_TASK ITEM 1_
Answer these questions using the article on Dyson Carter:
(a) What pen name did Carter sometimes use for popular fiction?
(b) What medical condition did Carter have?
(c) In what year and in what subject did Carter earn his Master of Science degree?
_TASK ITEM 2_
Continue the article on Dyson Carter from its final sentence.

_TEXT EXCERPT_

- Born: Herbert Dyson Carter February 2, 1910 Saint John, New Brunswick
- Died: December 15, 1996 (aged 86) Gravenhurst, Ontario
- Other name: Warren Desmond
- Education: University of Manitoba
- Occupations: Author, politician, scientist
- Political party: Communist Party of Canada
- Other political affiliations: Labor-Progressive Party
- Awards: Order of the Union of Friendship Societies, Centenary Medal, Order of Friendship of Peoples,

= Dyson Carter =

Canadian scientist, lecturer and writer

Herbert Dyson Carter (February 2, 1910 – December 15, 1996), known as Dyson Carter, was a Canadian scientist, lecturer, writer, and Communist propagandist and organiser who served as president of the Canadian-Soviet Friendship Society from 1949 to 1960.

During his fifty-year writing career, Carter produced hundreds of magazine and newspaper articles, dozens of short stories, and 17 books including five novels. Many of his non-fiction books and articles popularized scientific ideas and discoveries or reported on medical advances. In the 1930s and 1940s, many of his articles appeared in popular magazines in Canada and the United States and three of his books were published by large commercial publishers in the United States and widely reviewed.

He occasionally used the pseudonym Warren Desmond for popular fiction that he would otherwise would not have been able to sell in the United States due to McCarthyism.

==Early life==
Carter was born in Saint John, New Brunswick, to Gertrude and William R. Carter, members of the Salvation Army who had been sent from Britain first to Bermuda and then to Canada to work for the church. In 1912, the Carters became matron and superintendent, respectively, of the Provincial Detention Home for Juveniles in Winnipeg, where Dyson Carter would grow up and go to school. Carter had osteogenesis imperfecta, which made his bones brittle throughout his life and often required him to stay in bed or walk with crutches, or later use a wheelchair.

==Education==
Carter received his Bachelor of Science in 1931 and his Master of Science degree in chemistry from the University of Manitoba in 1933 and subsequently worked as a university lecturer, a researcher and an engineering consultant in addition to his writing career.

==Literary career==
Carter wrote in a number of genres including popular science, health, socialist realist fiction, romance, and biography.

His works included Sea of Destiny: the Story of Hudson Bay, Our Undefended Back Door (1940), a book that argued the Canadian north was susceptible to Nazi invasion and should be developed and militarized along the lines of the Soviet north in order to prevent such an eventuality, Night of Flame (1942), a novel set in a hospital that explored themes of class conflict, and Stalin's Life (1943), a hagiographical biography of Stalin.

In the 1930s and 1940s, Carter's articles were published in popular magazines such as Saturday Night, Star Weekly, and Maclean's and in various American publications such as the pulp magazine Argosy.

_INPUT DATA_

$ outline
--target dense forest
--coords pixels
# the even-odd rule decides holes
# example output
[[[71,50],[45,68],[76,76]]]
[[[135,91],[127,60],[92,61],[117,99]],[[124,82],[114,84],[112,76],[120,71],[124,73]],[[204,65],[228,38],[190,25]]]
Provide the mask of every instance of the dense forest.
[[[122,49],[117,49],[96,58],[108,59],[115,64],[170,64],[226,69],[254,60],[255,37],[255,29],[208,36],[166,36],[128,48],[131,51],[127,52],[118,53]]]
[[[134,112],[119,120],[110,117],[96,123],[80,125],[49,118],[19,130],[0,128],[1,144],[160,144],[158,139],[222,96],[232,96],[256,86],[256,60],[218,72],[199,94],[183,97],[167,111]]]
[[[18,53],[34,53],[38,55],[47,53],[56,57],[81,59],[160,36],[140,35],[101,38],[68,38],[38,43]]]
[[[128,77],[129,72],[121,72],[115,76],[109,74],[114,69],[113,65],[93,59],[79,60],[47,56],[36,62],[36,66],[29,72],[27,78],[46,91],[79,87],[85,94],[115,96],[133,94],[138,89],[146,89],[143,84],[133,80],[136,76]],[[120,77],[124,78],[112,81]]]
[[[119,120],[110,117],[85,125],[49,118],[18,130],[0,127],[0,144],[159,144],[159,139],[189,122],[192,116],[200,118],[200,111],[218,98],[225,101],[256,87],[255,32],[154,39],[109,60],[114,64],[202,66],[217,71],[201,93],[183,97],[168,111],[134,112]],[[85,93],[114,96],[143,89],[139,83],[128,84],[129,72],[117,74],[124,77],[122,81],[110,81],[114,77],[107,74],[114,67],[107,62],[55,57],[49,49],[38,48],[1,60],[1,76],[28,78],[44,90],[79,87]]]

_RESULT 1_
(a) Warren Desmond
(b) Osteogenesis imperfecta
(c) 1933, in chemistry

_RESULT 2_
He was made a member of the Royal Canadian Geographical Society in 1941, but was essentially blacklisted by the popular media after 1945 when he made public his membership in the Labor-Progressive Party (as the Communist Party of Canada was known at the time). He had joined the Communist Party in 1931 but had kept his membership secret for over a decade.

Many of his books were translated into Russian and other languages and distributed throughout the Soviet Union and Eastern Bloc countries, and many of his articles were translated and carried in Soviet publications.

==Canadian-Soviet Friendship Society and Northern Neighbors==
As well as being president of the CSFSS from 1949 to 1960, with Dorise Nielsen as executive secretary, and engaging in national lecture tours to promote friendship with the Soviet Union, Carter was editor and publisher of the Canadian-Soviet Friendship Society's newsletter, News-Facts About the USSR from 1950 to 1956 and of the glossy pro-Soviet magazine Northern Neighbors from 1956 to 1989.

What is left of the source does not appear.